(Dataset entries)
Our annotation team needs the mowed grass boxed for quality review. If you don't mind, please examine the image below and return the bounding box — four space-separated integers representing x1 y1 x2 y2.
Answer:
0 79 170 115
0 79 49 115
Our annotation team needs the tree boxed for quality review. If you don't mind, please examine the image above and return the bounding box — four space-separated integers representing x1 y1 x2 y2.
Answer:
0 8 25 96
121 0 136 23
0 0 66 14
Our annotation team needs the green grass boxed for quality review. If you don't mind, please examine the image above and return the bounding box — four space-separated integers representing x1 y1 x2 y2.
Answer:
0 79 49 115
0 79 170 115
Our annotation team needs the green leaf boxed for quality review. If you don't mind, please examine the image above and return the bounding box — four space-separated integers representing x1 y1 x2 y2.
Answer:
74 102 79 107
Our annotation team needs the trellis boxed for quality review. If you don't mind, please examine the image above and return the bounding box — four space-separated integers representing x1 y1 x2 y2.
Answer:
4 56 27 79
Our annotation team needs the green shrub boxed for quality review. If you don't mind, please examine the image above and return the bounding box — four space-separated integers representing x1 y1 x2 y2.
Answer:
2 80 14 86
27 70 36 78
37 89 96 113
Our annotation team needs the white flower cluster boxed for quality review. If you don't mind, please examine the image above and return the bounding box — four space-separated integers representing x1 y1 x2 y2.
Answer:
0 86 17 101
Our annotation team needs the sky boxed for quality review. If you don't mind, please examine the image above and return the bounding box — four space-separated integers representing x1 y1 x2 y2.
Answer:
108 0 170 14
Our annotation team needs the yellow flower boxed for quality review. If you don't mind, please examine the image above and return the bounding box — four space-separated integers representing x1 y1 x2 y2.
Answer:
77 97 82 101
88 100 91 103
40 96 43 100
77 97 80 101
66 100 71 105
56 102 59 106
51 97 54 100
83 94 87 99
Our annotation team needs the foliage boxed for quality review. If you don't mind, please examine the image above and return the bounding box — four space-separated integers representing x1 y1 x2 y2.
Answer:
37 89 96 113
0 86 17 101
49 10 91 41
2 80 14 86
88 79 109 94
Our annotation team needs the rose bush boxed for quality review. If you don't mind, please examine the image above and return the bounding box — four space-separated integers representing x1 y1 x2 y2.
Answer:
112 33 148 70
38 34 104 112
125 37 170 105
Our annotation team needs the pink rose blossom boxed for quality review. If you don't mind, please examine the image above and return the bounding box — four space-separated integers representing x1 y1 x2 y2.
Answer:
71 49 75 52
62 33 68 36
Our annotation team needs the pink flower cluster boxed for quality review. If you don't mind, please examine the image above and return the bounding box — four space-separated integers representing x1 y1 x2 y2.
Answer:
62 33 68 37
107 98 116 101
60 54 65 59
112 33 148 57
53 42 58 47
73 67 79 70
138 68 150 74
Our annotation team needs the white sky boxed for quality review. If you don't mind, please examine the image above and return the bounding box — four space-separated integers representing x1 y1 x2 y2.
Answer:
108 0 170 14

What to work on: An exact copy of the lines from the one with "Our annotation team needs the rose" through the final line of the entries is the whole answer.

Exercise output:
Our annotation team needs the rose bush boxed for quality review. If you don't mind, please examine the image above and return the bounding box — four space-separated integers representing x1 y1 x2 y2.
Answer:
112 33 148 70
38 34 104 112
125 37 170 105
Our annotation team needs the pink rose blossom boxed for quality review. If you don't mind, please examine the image above and return the bounding box — four space-separated integers representing x1 y1 x2 y2.
Answer:
71 49 75 52
62 33 68 36
Our annotation team needs the pink flower cluster boxed for quality review. If you don't mind, please examine the image above and return the bounding box — four space-separated integers representing x1 y1 x2 y2.
Answer:
62 33 68 37
107 98 116 101
60 54 65 59
112 33 148 57
53 42 58 47
73 67 79 70
138 68 150 74
Our annotation team needs the white sky boxed for quality review. If you don't mind, please examine the image above and return the bounding box — four space-separated integers representing x1 y1 x2 y2.
Answer:
108 0 170 14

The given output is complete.